**The task:** In the records, rewrite the stretch from the line containing "Definition first: for each instance of the bicycle" through the line containing "[[430, 586]]", keeping every line, and increase each coordinate in the answer points by 53. Give only those lines.

**Records of labeled points:**
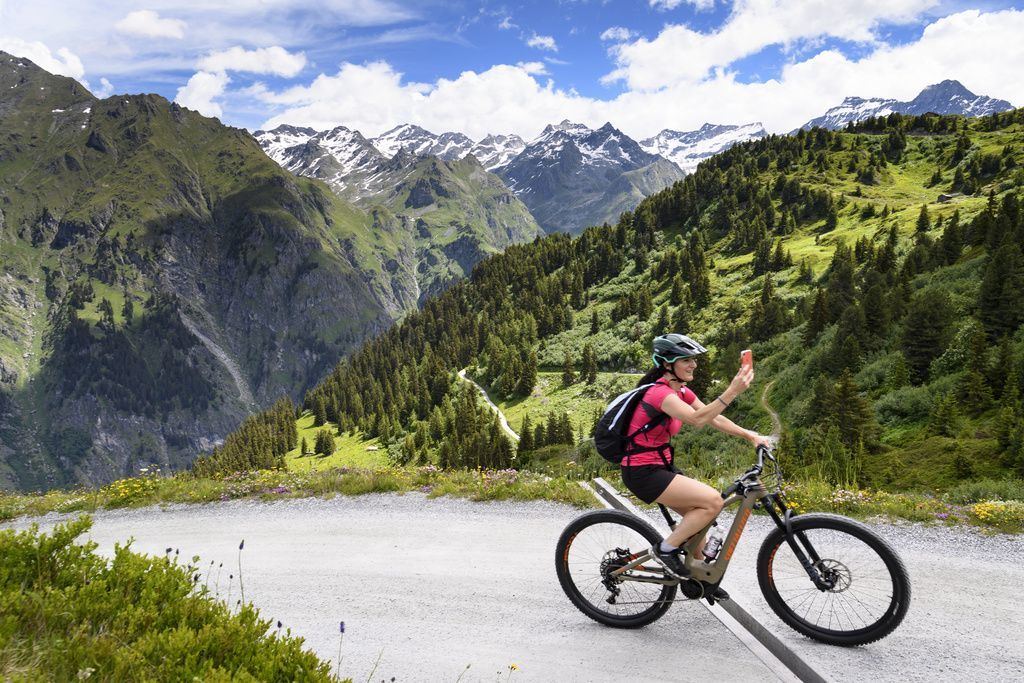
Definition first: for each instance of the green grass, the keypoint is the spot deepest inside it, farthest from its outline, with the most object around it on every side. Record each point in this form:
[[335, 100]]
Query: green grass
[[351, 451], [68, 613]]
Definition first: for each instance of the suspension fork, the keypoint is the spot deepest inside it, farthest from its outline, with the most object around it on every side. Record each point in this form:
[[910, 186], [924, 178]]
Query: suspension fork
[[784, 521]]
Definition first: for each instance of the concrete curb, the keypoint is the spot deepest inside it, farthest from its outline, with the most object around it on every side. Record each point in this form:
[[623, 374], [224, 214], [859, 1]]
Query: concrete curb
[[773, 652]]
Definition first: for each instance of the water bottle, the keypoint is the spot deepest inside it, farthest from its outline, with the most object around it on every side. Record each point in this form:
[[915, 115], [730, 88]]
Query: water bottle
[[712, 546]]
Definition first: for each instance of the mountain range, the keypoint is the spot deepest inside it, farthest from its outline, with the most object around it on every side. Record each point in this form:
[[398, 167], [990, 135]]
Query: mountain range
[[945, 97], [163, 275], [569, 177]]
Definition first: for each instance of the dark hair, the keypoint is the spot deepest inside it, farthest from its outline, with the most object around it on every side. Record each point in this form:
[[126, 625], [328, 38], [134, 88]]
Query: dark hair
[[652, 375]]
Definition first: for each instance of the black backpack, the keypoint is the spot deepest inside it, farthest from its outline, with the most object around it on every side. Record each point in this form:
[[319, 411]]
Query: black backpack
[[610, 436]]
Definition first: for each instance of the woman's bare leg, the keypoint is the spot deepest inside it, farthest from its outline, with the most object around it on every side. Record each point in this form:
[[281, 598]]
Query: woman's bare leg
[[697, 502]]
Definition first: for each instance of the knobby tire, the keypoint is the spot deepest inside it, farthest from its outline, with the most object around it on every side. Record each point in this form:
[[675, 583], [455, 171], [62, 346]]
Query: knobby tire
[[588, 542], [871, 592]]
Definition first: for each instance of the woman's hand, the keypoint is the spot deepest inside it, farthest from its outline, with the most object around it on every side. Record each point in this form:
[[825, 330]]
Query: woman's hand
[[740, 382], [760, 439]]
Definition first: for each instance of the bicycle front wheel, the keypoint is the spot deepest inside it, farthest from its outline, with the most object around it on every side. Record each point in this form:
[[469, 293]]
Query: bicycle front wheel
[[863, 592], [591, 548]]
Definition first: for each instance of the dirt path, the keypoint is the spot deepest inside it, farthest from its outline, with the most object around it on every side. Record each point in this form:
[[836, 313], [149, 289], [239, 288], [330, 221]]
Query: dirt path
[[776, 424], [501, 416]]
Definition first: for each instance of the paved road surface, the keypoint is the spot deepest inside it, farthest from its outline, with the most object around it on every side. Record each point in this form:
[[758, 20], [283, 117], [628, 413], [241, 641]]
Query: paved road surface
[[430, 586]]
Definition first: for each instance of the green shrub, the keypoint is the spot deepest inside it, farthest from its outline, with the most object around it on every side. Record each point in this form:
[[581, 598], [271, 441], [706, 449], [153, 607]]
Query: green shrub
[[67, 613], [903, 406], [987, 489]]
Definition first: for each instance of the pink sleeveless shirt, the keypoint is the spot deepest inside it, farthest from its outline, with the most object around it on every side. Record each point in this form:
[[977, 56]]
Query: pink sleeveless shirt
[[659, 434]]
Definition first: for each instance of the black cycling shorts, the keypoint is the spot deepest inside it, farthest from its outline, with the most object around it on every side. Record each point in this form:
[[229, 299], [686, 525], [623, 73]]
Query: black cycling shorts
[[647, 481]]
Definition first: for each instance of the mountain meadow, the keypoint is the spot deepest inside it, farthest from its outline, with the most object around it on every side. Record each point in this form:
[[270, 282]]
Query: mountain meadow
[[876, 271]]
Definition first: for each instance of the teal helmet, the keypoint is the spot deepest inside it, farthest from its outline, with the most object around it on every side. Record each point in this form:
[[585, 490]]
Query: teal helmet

**Exercise solution:**
Definition first: for each instance of the bicycle front wheel, the keypoint is the spot deepest inside it, farthest from its outline, with the most object around it on every side. Record each point in this form:
[[469, 293]]
Query: bicycle front wheel
[[916, 645], [644, 601]]
Definition first: for each instance of the dirt path, the keypoint is the spot deepest inside it, farthest from its outline, with the most object around it on every side. Record each point in this form:
[[836, 313], [149, 289], [239, 288], [330, 221]]
Query: dirt path
[[829, 477], [554, 469]]
Definition first: for each instance of the paved road surface, the keypoint is the spot deepest inside it, farthest from its outline, with the most object around it on every side. Record each point in this form:
[[758, 20], [283, 117], [628, 413], [241, 641]]
Query: paved road surface
[[483, 639]]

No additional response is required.